── Data in this exercise

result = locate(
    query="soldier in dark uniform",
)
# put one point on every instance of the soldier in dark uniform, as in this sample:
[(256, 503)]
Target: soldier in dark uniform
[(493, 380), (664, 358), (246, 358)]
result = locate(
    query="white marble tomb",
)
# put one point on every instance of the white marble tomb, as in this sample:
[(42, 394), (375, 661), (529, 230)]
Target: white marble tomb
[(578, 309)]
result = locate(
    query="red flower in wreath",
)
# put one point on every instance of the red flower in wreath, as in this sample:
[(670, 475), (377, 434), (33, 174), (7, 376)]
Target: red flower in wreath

────

■ Directive ■
Write out all of the rows again, substituting "occurrence" for every "instance" and keeping everything else the same.

■ Worked answer ■
result = locate(
    query="soldier in dark uniform",
)
# put one point on every occurrence of the soldier in dark uniform, as in this sample:
[(256, 503)]
Target: soldier in dark uniform
[(493, 380), (664, 358), (246, 358)]
result = locate(
    query="white marble tomb",
)
# put one point on every occurrence of the white marble tomb, as in this sample:
[(42, 394), (375, 661), (529, 230)]
Target: white marble tomb
[(578, 309)]
result = locate(
    query="red flower in wreath",
)
# put one point on every occurrence of the red flower in wreath, as in this sample:
[(670, 475), (377, 434), (33, 174), (7, 376)]
Target: red flower in wreath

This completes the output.